EXERCISE REQUIREMENTS: Please rewrite the lines starting with the line that contains "# segment the arched opening" and going on through the line that contains "13], [2, 14]]", swapping "arched opening" for "arched doorway" and keeping everything else the same.

--------------------------------------------------

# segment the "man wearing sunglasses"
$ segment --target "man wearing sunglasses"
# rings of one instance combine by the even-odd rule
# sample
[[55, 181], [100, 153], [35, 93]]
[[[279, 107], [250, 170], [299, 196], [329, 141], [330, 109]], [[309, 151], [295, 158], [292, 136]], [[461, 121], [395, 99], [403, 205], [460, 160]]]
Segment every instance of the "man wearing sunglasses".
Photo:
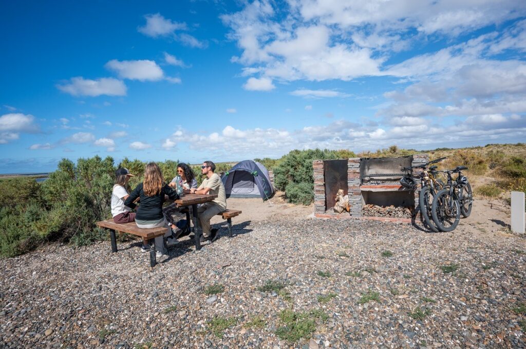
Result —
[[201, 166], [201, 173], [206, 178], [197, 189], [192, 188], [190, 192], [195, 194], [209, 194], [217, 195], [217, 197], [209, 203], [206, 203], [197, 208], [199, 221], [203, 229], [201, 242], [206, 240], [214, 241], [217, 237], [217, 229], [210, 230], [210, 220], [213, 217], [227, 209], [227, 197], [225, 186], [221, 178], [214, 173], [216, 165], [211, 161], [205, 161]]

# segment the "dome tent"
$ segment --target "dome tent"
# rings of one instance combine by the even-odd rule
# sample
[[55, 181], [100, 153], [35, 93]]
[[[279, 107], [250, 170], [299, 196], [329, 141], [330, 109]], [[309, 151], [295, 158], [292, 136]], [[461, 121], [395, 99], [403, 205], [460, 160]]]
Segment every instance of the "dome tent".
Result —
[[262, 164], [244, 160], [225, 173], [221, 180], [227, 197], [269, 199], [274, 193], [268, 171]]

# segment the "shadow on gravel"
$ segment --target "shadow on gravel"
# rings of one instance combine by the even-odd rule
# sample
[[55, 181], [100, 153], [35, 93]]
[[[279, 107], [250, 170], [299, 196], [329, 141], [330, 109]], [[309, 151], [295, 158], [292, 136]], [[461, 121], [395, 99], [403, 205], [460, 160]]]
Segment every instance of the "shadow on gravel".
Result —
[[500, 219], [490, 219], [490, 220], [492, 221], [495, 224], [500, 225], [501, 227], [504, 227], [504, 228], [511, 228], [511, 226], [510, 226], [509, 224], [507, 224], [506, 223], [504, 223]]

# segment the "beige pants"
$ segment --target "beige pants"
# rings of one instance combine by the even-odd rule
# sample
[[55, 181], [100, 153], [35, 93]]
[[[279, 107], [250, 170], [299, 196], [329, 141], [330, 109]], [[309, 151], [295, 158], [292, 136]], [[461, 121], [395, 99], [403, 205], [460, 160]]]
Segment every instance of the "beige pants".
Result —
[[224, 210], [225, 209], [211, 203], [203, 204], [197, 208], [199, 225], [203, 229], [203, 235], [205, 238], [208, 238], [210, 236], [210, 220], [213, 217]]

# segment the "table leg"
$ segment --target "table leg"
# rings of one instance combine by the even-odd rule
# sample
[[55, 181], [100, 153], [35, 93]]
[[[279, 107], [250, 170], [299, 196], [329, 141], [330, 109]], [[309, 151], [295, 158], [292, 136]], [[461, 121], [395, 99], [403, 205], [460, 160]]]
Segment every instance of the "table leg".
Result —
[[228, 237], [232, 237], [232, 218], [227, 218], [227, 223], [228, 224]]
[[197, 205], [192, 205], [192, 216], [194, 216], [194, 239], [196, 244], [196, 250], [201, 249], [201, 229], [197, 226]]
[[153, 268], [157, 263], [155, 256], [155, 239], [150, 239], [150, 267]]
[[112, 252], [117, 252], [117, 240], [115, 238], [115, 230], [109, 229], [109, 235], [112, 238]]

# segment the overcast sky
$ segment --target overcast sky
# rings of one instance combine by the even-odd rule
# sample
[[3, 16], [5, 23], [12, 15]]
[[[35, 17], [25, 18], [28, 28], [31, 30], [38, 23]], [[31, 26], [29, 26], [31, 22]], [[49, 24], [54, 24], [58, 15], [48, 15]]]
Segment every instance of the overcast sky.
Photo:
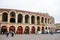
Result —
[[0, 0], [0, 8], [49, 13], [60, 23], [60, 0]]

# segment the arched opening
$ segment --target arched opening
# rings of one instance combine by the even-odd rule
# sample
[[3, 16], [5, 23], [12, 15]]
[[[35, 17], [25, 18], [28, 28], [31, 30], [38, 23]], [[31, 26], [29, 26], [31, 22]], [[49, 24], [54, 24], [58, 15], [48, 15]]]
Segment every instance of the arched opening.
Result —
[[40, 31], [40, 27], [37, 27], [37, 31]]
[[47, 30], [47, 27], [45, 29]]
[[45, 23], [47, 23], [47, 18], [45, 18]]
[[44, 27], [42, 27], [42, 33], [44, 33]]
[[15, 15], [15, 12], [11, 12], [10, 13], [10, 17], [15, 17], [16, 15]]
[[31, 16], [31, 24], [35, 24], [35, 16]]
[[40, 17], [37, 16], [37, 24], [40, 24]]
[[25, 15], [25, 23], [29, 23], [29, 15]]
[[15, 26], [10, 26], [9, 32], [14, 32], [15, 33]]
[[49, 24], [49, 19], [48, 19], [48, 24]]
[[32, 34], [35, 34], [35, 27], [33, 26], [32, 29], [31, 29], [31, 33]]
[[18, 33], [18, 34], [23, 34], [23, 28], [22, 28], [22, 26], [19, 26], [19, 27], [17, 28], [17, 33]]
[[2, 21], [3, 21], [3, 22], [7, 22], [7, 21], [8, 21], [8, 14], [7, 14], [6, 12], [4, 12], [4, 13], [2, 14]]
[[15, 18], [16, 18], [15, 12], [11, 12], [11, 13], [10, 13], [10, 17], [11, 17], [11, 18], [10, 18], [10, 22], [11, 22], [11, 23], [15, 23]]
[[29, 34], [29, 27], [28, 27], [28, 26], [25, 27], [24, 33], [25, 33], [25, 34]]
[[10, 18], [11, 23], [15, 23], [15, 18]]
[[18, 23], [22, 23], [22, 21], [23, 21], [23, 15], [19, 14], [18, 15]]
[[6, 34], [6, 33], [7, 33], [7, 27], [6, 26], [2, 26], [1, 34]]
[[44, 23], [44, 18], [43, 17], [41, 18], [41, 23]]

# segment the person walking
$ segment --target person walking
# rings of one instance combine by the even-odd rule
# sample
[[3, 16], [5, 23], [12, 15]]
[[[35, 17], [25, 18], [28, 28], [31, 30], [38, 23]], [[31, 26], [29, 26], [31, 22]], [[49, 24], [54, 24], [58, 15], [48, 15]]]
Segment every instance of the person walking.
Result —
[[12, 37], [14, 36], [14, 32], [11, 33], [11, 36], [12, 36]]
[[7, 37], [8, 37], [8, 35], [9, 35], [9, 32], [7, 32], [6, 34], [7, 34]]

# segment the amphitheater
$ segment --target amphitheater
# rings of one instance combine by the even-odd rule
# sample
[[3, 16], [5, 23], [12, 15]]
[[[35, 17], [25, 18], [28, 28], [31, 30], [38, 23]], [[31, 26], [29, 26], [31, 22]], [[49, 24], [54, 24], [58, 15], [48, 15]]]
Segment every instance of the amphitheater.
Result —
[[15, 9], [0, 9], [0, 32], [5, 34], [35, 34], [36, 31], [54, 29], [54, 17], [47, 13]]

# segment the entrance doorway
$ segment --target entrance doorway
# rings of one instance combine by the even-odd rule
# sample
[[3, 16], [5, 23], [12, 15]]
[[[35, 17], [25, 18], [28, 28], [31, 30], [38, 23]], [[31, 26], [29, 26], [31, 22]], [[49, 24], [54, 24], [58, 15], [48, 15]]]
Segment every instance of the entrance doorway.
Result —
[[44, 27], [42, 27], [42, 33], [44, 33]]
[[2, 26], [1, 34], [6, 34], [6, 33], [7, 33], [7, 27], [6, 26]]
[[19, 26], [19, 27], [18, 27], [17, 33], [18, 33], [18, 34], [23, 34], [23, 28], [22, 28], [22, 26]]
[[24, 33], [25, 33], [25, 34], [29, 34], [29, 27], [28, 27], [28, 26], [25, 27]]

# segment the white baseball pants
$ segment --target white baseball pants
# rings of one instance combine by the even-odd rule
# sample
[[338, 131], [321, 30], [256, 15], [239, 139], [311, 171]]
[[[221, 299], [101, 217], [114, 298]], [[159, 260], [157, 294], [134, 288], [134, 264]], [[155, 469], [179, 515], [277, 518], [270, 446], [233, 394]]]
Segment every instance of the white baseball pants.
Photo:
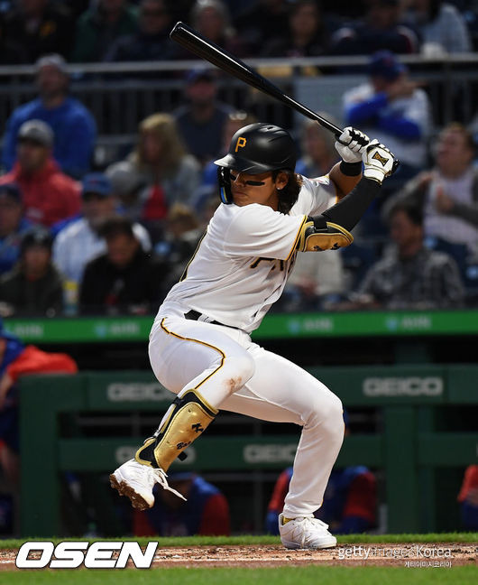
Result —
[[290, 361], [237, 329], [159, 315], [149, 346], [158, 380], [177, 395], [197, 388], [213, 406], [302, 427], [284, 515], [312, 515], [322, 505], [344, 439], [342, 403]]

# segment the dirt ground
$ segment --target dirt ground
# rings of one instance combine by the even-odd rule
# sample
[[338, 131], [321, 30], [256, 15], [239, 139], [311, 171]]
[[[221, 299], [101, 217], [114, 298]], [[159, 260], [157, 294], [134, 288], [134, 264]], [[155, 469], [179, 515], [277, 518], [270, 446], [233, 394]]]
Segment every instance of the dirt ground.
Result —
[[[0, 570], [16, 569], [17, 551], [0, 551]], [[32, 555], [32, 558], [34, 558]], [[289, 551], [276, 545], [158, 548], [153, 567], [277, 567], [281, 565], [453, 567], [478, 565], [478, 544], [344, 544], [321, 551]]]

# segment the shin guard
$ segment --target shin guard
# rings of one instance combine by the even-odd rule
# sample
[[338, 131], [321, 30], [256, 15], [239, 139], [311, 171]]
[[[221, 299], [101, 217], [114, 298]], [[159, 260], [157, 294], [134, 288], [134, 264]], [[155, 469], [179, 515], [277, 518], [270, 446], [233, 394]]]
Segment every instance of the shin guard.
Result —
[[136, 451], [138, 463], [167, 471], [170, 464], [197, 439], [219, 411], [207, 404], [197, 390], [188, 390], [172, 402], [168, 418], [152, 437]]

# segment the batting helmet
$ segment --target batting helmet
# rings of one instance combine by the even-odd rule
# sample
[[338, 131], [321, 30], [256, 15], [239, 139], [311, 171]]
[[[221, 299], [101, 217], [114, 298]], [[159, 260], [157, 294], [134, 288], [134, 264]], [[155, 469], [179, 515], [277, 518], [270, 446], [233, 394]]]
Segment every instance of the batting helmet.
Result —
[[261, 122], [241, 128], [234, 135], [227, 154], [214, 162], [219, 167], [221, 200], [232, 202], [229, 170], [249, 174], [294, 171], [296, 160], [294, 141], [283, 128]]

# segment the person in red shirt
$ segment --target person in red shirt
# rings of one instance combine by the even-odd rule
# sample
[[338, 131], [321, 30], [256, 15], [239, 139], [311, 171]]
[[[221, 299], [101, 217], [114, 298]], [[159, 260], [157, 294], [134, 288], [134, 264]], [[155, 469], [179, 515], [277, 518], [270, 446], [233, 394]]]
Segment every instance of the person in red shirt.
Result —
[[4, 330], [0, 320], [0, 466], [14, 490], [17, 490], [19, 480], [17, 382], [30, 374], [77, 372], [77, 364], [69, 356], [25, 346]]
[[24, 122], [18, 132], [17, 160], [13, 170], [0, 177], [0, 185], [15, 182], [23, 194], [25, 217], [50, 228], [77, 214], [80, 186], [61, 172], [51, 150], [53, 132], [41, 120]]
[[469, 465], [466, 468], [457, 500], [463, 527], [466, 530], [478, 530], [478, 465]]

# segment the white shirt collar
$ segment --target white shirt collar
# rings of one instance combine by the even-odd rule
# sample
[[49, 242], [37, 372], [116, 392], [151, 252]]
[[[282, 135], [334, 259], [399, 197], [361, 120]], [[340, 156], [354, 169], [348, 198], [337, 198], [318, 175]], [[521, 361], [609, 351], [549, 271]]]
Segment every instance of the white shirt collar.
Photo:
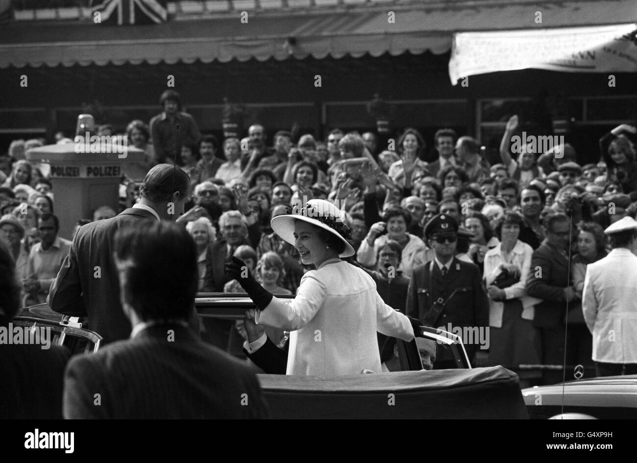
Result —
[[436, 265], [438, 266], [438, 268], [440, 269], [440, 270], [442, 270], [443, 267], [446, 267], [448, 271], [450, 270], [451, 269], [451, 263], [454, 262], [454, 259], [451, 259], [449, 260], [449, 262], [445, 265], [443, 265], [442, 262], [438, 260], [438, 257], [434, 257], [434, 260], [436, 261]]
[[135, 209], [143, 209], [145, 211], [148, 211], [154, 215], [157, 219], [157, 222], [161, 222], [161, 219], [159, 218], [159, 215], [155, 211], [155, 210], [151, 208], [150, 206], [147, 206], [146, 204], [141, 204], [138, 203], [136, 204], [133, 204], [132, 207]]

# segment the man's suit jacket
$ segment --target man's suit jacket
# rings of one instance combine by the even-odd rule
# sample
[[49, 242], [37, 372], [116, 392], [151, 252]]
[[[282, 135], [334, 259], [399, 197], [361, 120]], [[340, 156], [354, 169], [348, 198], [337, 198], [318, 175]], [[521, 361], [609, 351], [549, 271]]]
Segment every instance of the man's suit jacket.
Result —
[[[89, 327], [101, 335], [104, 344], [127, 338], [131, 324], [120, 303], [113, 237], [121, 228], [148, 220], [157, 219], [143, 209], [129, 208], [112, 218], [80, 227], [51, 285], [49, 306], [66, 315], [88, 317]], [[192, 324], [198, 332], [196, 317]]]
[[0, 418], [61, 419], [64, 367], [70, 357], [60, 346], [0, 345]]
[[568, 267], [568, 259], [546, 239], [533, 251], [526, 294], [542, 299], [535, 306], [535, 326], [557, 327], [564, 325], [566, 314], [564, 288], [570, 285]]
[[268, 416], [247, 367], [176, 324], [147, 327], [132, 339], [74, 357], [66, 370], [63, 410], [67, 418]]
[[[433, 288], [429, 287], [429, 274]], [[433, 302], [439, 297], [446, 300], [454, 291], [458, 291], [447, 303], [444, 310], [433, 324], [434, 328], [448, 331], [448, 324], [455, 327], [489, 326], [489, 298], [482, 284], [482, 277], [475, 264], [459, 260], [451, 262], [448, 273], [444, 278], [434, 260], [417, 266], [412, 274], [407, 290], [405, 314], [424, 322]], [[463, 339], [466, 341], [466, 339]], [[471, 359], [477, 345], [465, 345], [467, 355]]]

--------------------------------------------------

FINISHED ANSWER:
# segment the arched doorway
$ segment --target arched doorway
# rings of one instance combine by the even-odd rule
# sample
[[3, 16], [5, 23], [12, 15]]
[[[35, 17], [25, 18], [28, 28], [31, 30], [38, 23]], [[31, 26], [29, 26], [31, 22]], [[49, 24], [54, 24], [58, 15], [48, 15]]]
Segment every instance of the arched doorway.
Result —
[[40, 31], [40, 27], [37, 27], [37, 31]]
[[47, 30], [47, 27], [45, 29]]
[[45, 23], [47, 23], [47, 18], [45, 18]]
[[44, 27], [42, 27], [42, 33], [44, 33]]
[[15, 15], [15, 12], [11, 12], [10, 13], [10, 17], [15, 17], [16, 15]]
[[31, 16], [31, 24], [35, 24], [35, 16]]
[[40, 17], [37, 16], [37, 24], [40, 24]]
[[25, 15], [25, 23], [29, 23], [29, 15]]
[[15, 26], [10, 26], [9, 32], [14, 32], [15, 33]]
[[49, 24], [49, 19], [48, 19], [48, 24]]
[[32, 34], [35, 34], [35, 27], [33, 26], [32, 29], [31, 29], [31, 33]]
[[18, 33], [18, 34], [23, 34], [23, 28], [22, 28], [22, 26], [19, 26], [19, 27], [17, 28], [17, 33]]
[[2, 21], [3, 21], [3, 22], [7, 22], [7, 21], [8, 21], [8, 14], [7, 14], [6, 12], [4, 12], [4, 13], [2, 14]]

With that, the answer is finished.